# SOLVED: Calamity fuzz - only working with onset on full



## sclemmer (May 8, 2021)

Calamity fuzz only works with onset control on full. Only substitutes in the build are 2m2 resistors instead of 2m. If I strum very hard I can get sound with the onset control half way up. Could this be a bad pot?
Also, no combination of the switch settings helps the issue.


----------



## Chuck D. Bones (May 8, 2021)

Your JFETs have the wrong Vp.  Check this thread on the Build Reports.  It's not enough to have real J201s; they have to be hand-selected.  That's what Fairfield Circuitry does.


----------



## sclemmer (May 8, 2021)

I’ve got 4.6v on Q1 and .5v on Q2. Is that not where I need to be? I socketed the drain resistor on Q1 but not Q2. The 201’s are legit, bought them from Mammoth probably 10 plus years ago.


----------



## Chuck D. Bones (May 9, 2021)

Oops, 4got to insert link in previous message.  It's fixed now.  Your JFET bias is in the ballpark.  Is your circuitboard super clean?  Flux reside could mess up the IC's operation.  Or maybe one of the diodes is backwards.  Post some pix of both sides of the board.


----------



## sclemmer (May 9, 2021)

Here‘s some pics:


----------



## Chuck D. Bones (May 9, 2021)

Your board could be cleaner.  Can you explain what you did for R13?  What else did you do that is not per the Build Docs?


----------



## sclemmer (May 9, 2021)

Which part of the board could be cleaner? The spots between the switches? I took the pic right after cleaning it and couldn’t get between the switches. For R13, I didn’t have a 270k resistor so I connected a 240k and 30k together. Nothing else different from the build doc.


----------



## Chuck D. Bones (May 9, 2021)

Can you take pix that shows the bands on those two resistors clearly?  From what I can see, looks like one of them is neither 240K or 30K.  It's not a great viewing angle, so I could be wrong.

The entire board should be cleaner.  That shiny stuff on the board is residual flux.  All of it needs to be scrubbed off with IPA and a toothbrush.  When flux absorbs moisture, it makes a conductive path.  Given that this circuit has 10Meg resistors on it, even a tiny bit of stray current can upset the opamps.


----------



## sclemmer (May 9, 2021)

That resistor pair is at least close, I pulled and tested it, see below. I’ll try to get the residual flux between the switches cleaned up tomorrow and re-test.
Thanks for the help so far.


----------



## Chuck D. Bones (May 9, 2021)

OK, that's fine.  
Clean the entire board, both sides.  Flood it with alcohol, scrub it and flood again.  Avoid getting any dirty alcohol inside the pots.


----------



## sclemmer (May 10, 2021)

Flooded and cleaned both sides, same issue. I’ll pull the pot tomorrow and test it to make sure there is nothing wrong with it.


----------



## Chuck D. Bones (May 11, 2021)

Data lines:
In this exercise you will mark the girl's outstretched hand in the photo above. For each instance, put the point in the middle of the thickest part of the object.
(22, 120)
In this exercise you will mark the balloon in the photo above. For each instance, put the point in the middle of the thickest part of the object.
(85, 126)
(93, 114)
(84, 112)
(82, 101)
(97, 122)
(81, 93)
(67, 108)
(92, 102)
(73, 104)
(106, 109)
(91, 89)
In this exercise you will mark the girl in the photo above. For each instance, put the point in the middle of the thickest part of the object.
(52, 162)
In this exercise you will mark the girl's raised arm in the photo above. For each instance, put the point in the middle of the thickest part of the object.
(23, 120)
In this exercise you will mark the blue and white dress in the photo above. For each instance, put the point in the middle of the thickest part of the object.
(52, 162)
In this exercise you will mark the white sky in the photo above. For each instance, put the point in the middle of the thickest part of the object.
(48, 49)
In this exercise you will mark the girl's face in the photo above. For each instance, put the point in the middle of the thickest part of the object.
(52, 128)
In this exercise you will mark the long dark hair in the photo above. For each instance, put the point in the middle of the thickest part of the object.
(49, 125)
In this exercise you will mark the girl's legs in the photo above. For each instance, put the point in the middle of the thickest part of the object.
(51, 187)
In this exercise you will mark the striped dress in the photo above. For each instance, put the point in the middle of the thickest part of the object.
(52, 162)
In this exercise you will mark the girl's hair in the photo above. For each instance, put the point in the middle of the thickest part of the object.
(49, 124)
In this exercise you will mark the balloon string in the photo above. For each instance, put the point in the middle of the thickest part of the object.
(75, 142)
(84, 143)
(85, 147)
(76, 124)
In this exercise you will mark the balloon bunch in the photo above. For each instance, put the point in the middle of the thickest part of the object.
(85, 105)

Do this:
Continue the Calamity fuzz troubleshooting thread from where it stops.

Answer to this task:
You don't need to remove the onset pot to test it.  Unplug Q2 and you can test the ONSET pot in-circuit.

Let's check a couple of DC voltages, power on, ONSET to zero:

D2 cathode
IC1-3 (try both G switch positions)
The other switches don't matter.


----------



## sclemmer (May 11, 2021)

D2 cathode is measuring 1.398.
IC3 switch off is 1.713. IC3 switch on is 3.54.


----------



## Chuck D. Bones (May 11, 2021)

The voltages you measured on IC1-3 are good.  You should be getting close to 5.1V on D2's cathode.  Maybe you're not measuring on D2?  

Check the voltage at IC1-1, it should be a little higher than IC1-3.  I think IC1-7 should either be close to 0V or 9V, depending on the switch positions.  This is a crazy circuit and trying to figure it out is giving me a headache.  Maybe someone who has a working unit can measure IC1-1 and -7 for comparison purposes.  I had one, but gave it back to the owner after I fixed it.

I should have mentioned before that the voltage on Q2-D depends on the position of the G switch.  We care about the higher voltage reading.


----------



## sclemmer (May 11, 2021)

Doh! I was measuring D1. D2 reads 4.90.
IC1-1 reads 1.522.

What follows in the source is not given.